Your goal: Repeat each record exactly as written, and drop any images.

## start

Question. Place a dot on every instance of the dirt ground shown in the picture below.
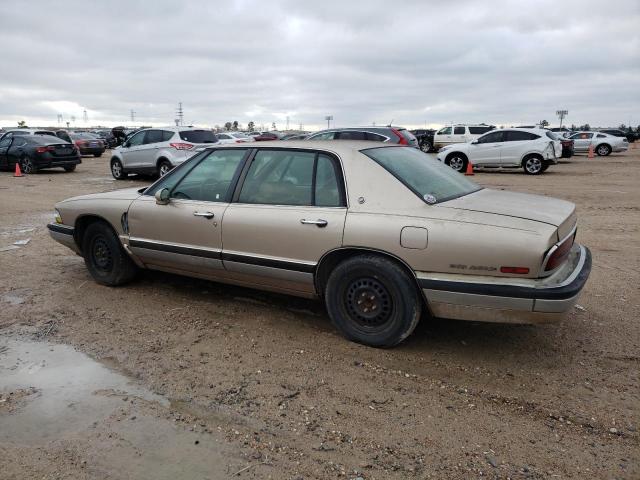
(265, 379)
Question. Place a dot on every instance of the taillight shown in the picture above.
(560, 254)
(403, 141)
(181, 146)
(516, 270)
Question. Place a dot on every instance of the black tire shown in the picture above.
(27, 166)
(533, 164)
(458, 161)
(104, 257)
(603, 150)
(164, 167)
(117, 170)
(390, 305)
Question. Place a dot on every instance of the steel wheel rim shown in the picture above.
(534, 165)
(368, 303)
(101, 254)
(26, 165)
(456, 163)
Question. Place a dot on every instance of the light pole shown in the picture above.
(328, 118)
(561, 114)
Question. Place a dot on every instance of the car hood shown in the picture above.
(123, 194)
(552, 211)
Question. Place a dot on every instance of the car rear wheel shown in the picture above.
(603, 150)
(163, 168)
(117, 170)
(371, 300)
(104, 257)
(457, 161)
(27, 166)
(533, 165)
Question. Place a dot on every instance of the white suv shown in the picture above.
(533, 149)
(459, 134)
(157, 150)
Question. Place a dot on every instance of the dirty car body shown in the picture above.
(382, 233)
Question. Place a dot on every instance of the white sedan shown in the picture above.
(533, 149)
(234, 137)
(603, 143)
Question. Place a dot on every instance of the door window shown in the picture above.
(153, 136)
(137, 139)
(279, 177)
(492, 137)
(210, 180)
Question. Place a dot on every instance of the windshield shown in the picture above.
(423, 175)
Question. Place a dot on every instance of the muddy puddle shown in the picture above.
(52, 394)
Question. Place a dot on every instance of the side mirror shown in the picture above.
(162, 196)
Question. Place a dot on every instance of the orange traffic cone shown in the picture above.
(469, 169)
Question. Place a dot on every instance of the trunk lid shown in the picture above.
(552, 211)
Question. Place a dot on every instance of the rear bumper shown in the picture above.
(63, 234)
(509, 300)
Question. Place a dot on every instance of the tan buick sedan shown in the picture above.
(383, 233)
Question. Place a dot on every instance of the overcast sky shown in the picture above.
(415, 63)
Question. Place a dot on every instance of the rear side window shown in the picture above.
(479, 130)
(153, 136)
(516, 136)
(167, 135)
(351, 135)
(376, 138)
(198, 136)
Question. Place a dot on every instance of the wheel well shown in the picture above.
(528, 155)
(460, 154)
(83, 223)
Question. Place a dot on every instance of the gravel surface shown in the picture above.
(291, 399)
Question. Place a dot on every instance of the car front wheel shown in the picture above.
(457, 161)
(371, 300)
(104, 257)
(533, 165)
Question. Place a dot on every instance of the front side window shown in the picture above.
(279, 177)
(492, 137)
(153, 136)
(210, 180)
(422, 174)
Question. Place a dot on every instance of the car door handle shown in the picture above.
(320, 223)
(203, 214)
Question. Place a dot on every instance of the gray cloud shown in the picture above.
(413, 62)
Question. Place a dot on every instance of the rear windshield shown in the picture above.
(422, 174)
(480, 130)
(198, 136)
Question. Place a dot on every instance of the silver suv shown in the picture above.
(155, 151)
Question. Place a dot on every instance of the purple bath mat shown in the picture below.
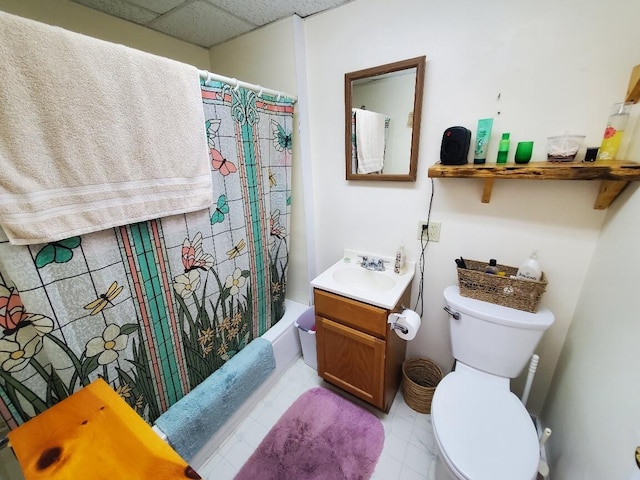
(321, 436)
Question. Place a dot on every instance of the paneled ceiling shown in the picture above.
(207, 22)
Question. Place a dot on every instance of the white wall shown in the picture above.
(557, 66)
(78, 18)
(593, 404)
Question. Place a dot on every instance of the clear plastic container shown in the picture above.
(564, 148)
(306, 325)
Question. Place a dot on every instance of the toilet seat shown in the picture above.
(484, 431)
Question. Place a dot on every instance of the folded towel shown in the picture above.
(370, 140)
(94, 134)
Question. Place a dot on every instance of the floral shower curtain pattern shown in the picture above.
(155, 307)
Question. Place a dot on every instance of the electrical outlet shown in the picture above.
(433, 232)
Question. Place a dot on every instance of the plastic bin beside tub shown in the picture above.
(306, 325)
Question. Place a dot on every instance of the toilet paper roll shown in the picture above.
(407, 319)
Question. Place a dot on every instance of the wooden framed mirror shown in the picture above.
(383, 107)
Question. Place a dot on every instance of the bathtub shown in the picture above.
(286, 349)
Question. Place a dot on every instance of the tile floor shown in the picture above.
(408, 452)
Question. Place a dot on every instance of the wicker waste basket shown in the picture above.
(420, 376)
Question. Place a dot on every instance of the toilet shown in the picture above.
(483, 431)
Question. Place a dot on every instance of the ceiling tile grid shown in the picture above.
(158, 6)
(201, 23)
(121, 9)
(207, 22)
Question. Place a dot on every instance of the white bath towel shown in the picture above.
(370, 141)
(94, 134)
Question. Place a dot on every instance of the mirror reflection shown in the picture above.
(382, 117)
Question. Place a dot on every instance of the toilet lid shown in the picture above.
(485, 432)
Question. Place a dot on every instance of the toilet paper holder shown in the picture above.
(397, 326)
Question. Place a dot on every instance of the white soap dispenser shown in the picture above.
(401, 261)
(530, 269)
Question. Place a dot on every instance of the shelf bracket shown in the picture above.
(609, 191)
(486, 192)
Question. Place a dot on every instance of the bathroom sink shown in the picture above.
(348, 278)
(363, 279)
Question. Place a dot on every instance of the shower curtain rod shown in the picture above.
(206, 76)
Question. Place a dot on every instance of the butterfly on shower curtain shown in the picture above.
(222, 208)
(57, 252)
(281, 139)
(12, 312)
(236, 250)
(212, 126)
(193, 256)
(221, 164)
(104, 299)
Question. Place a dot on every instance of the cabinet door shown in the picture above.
(351, 360)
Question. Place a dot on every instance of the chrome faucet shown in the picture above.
(371, 263)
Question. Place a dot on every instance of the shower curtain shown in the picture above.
(155, 307)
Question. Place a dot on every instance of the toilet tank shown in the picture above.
(492, 338)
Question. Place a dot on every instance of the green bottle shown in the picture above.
(503, 148)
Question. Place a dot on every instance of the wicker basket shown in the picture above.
(420, 376)
(508, 292)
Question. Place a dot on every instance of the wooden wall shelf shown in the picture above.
(614, 175)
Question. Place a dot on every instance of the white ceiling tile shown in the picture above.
(304, 8)
(202, 24)
(120, 9)
(262, 12)
(158, 6)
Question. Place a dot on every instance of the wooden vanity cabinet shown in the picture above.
(357, 351)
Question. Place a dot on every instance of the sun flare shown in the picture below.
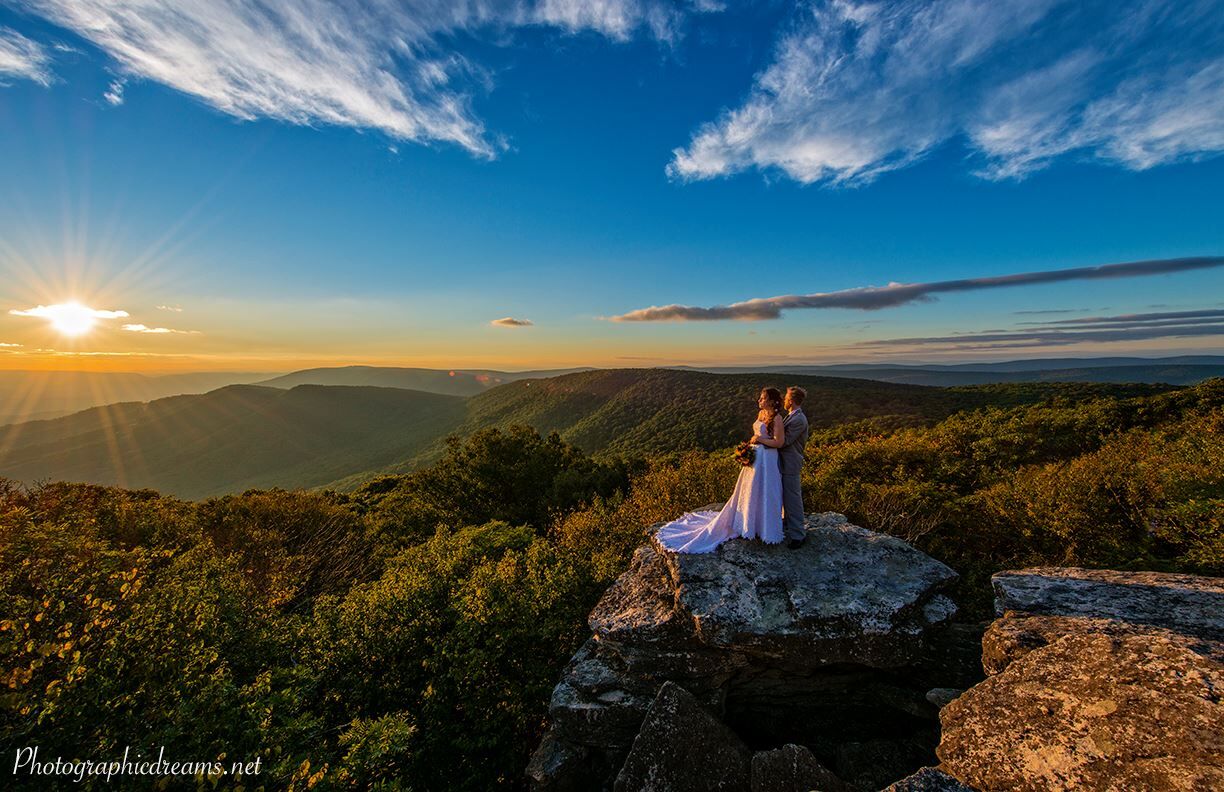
(70, 318)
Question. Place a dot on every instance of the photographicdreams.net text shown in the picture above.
(27, 763)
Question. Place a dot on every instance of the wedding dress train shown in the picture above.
(753, 512)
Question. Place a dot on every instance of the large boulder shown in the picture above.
(1098, 679)
(928, 780)
(683, 748)
(1092, 711)
(834, 643)
(1191, 605)
(1016, 634)
(848, 595)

## end

Task answer:
Question. Place a dot on every instance of the dirt ground shown in the picture below.
(265, 379)
Question. Place a dot on every instance of the taillight shown in the picture above.
(560, 254)
(403, 141)
(181, 146)
(516, 270)
Question. Place a dot on every instance of the black tire shown in the picture above.
(27, 166)
(533, 164)
(458, 161)
(104, 257)
(603, 150)
(164, 167)
(117, 170)
(390, 305)
Question. Place a dot on every instance of the steel wheel rim shown in the picture above.
(534, 165)
(368, 303)
(101, 254)
(26, 165)
(456, 163)
Question. Place a dot on every instance of the light pole shown in the picture above.
(328, 118)
(561, 114)
Question. Place a dot on every instance of the car hood shown in the picture above.
(123, 194)
(552, 211)
Question. Place a dot on every instance of the car rear wheel shown in the picture above.
(603, 150)
(163, 168)
(117, 170)
(371, 300)
(104, 257)
(457, 161)
(27, 166)
(533, 165)
Question. Place a dot on every instance of the white suv shown in the picture above.
(533, 149)
(459, 134)
(157, 150)
Question. Place a dot on every instance of the dirty car body shown in the picture above.
(382, 233)
Question. Place a dot on every instance of the white sedan shown in the picture above.
(533, 149)
(234, 137)
(603, 143)
Question. Place a dot on every instance of the door window shown in the picture above.
(153, 136)
(137, 139)
(279, 177)
(492, 137)
(210, 180)
Question. Place a dot on every instance of the windshield shown in the picture above.
(423, 175)
Question. Place a dot on every instance of the muddy puddle shown in the picture above.
(52, 394)
Question. Place a dot on every instance of the side mirror shown in the picture above.
(162, 196)
Question. Place a dot on every instance of the orange traffic cone shown in the picture above.
(469, 169)
Question. Place a dot on every instance of the trunk lid shown in the picture above.
(552, 211)
Question. Place a dot on every instance of the rear bumper shown in the picture above.
(63, 234)
(509, 300)
Question. Place a dot on every instance of the tan buick sedan shown in the picture above.
(383, 233)
Question. Place a dot on every instance of the overcast sky shown in the picture above.
(415, 63)
Question. Place a dot on every instance of the rear side window shown in the picture above.
(479, 130)
(153, 136)
(516, 136)
(167, 135)
(351, 135)
(376, 138)
(198, 136)
Question. Place a dot on every instance of the wheel well shown in the picture above.
(528, 155)
(460, 154)
(83, 223)
Question. Place a dot on every instance of the gravel surface shown in the picture above.
(291, 399)
Question. Place a dot on every instance of the car front wheel shown in the picture above.
(457, 161)
(371, 300)
(104, 257)
(533, 165)
Question. Place a dot on every instance of the front side window shown in the picture above.
(279, 177)
(492, 137)
(153, 136)
(210, 180)
(422, 174)
Question. Place a dot on every instance of the car door handle shown in the picture above.
(320, 223)
(203, 214)
Question. Place a dot on every instance of the gray cloud shown in the picture above.
(413, 62)
Question. Place a dot on every instance of the rear windshield shown in the picture above.
(422, 174)
(480, 130)
(198, 136)
Question. Place a dot on every instance of the silver suv shown in the picture above.
(155, 151)
Question. Place a dot on every instance of the purple bath mat shown in the picture below.
(321, 436)
Question. Place a dot on every instance of the paneled ceiling shown in the picture above.
(207, 22)
Question. Place a dot on every instance of the white wall shown in the picture above.
(557, 66)
(78, 18)
(593, 404)
Question. Place a dot on every instance of the clear plastic container shown in the picture above.
(564, 148)
(306, 325)
Question. Place a dot on every instance of the toilet seat shown in the picture above.
(484, 431)
Question. Place a dot on every instance of the folded towel shown in the picture above.
(370, 140)
(94, 134)
Question. Place a dot on every instance of the floral shower curtain pattern shown in the picture above.
(155, 307)
Question. Place a dot on every instance of the electrical outlet shown in the picture above.
(433, 232)
Question. Place a dot on every instance of the plastic bin beside tub shown in the picture above.
(306, 325)
Question. Place a dot on every instance of the toilet paper roll shown in the picture above.
(407, 319)
Question. Place a dot on every instance of the wooden framed mirror shown in the picture above.
(383, 107)
Question. Place a dot on every instance of the bathtub shown in the picture above.
(286, 349)
Question. Place a dot on every instance of the tile floor shown in the picture above.
(408, 452)
Question. Place a dot on every instance of the wicker waste basket shown in the picture above.
(420, 376)
Question. Place a dot on every instance of the toilet shown in the picture above.
(483, 431)
Question. Place a dot on every instance of the ceiling tile grid shown in the picture above.
(158, 6)
(201, 23)
(121, 9)
(207, 22)
Question. Place a dot on every instance of the white bath towel shown in the picture above.
(370, 141)
(94, 134)
Question. Place a dot on every instance of the mirror reflection shown in the picture above.
(382, 117)
Question. Place a dot on every instance of the toilet lid shown in the picture above.
(485, 432)
Question. Place a dot on every instance of the toilet paper holder shown in the picture above.
(397, 326)
Question. Place a dot on every instance of the white soap dispenser shown in the picture above.
(401, 261)
(530, 269)
Question. Place a dot on every instance of the shelf bracket shown in the picture above.
(609, 191)
(486, 192)
Question. Place a dot on every instance of the bathroom sink shown in the picture above.
(348, 278)
(363, 279)
Question. Place a dot on every instance of the shower curtain rod shown in the picture above.
(206, 76)
Question. Place a dot on every instance of the butterfly on shower curtain shown in the picture above.
(222, 208)
(57, 252)
(281, 139)
(12, 312)
(236, 250)
(212, 126)
(193, 256)
(221, 164)
(104, 299)
Question. Place a dot on every instance of the cabinet door shown in the picture above.
(351, 360)
Question. Place a dot on every instance of the chrome faucet shown in the picture above.
(371, 263)
Question. Place a dot on every instance of the shower curtain shown in the picture above.
(155, 307)
Question. Place a dot on every instance of the toilet tank shown in the picture above.
(492, 338)
Question. Place a dot on every instance of the green bottle shown in the picture above.
(503, 148)
Question. Place a dot on every instance of the wicker basket shown in the picture above.
(420, 376)
(508, 292)
Question. Place a dot on every instance of the wooden wall shelf shown in the picture above.
(614, 175)
Question. Place a dot on every instance of the white ceiling tile shown in the picture above.
(304, 8)
(202, 24)
(120, 9)
(262, 12)
(158, 6)
Question. Place a dot on every instance of the wooden vanity cabinet shown in the picture above.
(357, 351)
Question. Place a dot on every instance of the sun flare shown in the picture below.
(70, 318)
Question. Place a dot on every instance of the photographicdreams.net text shown in the picture above.
(27, 763)
Question. Place a dot on every instance of the wedding dress train shown in the picture above.
(753, 512)
Question. Place a dot on every instance of the large boulder shown in the picture above.
(1098, 679)
(928, 780)
(683, 748)
(1092, 711)
(834, 643)
(1191, 605)
(1016, 634)
(848, 595)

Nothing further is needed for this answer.